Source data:
==================================================
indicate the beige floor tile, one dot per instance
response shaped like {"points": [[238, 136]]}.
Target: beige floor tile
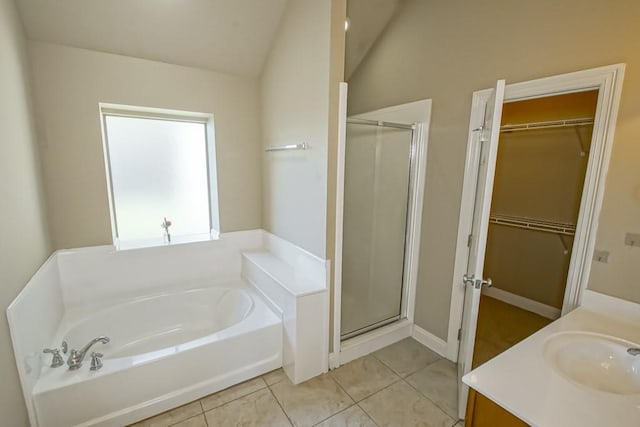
{"points": [[197, 421], [401, 405], [232, 393], [438, 382], [173, 416], [312, 401], [350, 417], [256, 409], [406, 357], [363, 377], [274, 377]]}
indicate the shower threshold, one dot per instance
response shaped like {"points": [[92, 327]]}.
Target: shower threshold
{"points": [[381, 323]]}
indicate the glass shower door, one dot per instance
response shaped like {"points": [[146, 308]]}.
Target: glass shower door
{"points": [[376, 194]]}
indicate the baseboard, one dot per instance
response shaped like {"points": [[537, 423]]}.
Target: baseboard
{"points": [[429, 340], [334, 360], [523, 303], [362, 345]]}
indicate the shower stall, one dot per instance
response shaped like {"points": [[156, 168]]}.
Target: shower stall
{"points": [[378, 179]]}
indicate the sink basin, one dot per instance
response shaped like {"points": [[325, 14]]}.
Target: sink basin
{"points": [[596, 361]]}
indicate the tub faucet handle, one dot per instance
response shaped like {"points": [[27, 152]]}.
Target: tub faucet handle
{"points": [[57, 359], [96, 362]]}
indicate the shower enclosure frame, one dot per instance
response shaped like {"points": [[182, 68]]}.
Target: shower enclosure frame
{"points": [[418, 115]]}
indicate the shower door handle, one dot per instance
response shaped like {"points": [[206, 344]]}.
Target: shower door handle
{"points": [[477, 283]]}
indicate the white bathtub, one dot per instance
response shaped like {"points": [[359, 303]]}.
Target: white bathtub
{"points": [[165, 350]]}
==================================================
What is required → Print all of the data exactly, and do not carry over any pictures.

Written response →
indicate the beige floor tile, one dot per instance
response shaped like {"points": [[238, 136]]}.
Target: beige floor tile
{"points": [[197, 421], [401, 405], [232, 393], [438, 382], [173, 416], [312, 401], [350, 417], [256, 409], [406, 357], [363, 377], [274, 377]]}
indicate the shower threshold, one dot per instance
response shaped like {"points": [[92, 327]]}.
Target: shower threshold
{"points": [[381, 323]]}
indicate the glass shower door, one dot per instance
response shaped like {"points": [[146, 308]]}.
Target: glass shower door
{"points": [[376, 194]]}
indicate the baseboard, one dot per instance
response shaped like {"points": [[537, 423]]}.
Target: baseboard
{"points": [[429, 340], [334, 360], [523, 303], [362, 345]]}
indicate the shower stall, one dot per instance
response shaped like {"points": [[156, 168]]}.
Target: shower stall
{"points": [[378, 179]]}
indicate the sink basin, one dot per instance
response shaped like {"points": [[325, 14]]}.
Target: sink basin
{"points": [[596, 361]]}
indicate the tub faucet handle, one dot per instance
response shaped like {"points": [[27, 152]]}.
Target: tub faucet handle
{"points": [[57, 359], [96, 362]]}
indicate the shower enclosure frame, one dot per instance
response shaped like {"points": [[182, 68]]}.
Target: shower enclosure frame
{"points": [[418, 115]]}
indicate the shower door handle, one dot per instance
response shaped like {"points": [[206, 344]]}.
Target: shower door handle
{"points": [[477, 283]]}
indicate the white bathtub, one dot per instance
response shaped like {"points": [[359, 303]]}.
Target: white bathtub
{"points": [[165, 350]]}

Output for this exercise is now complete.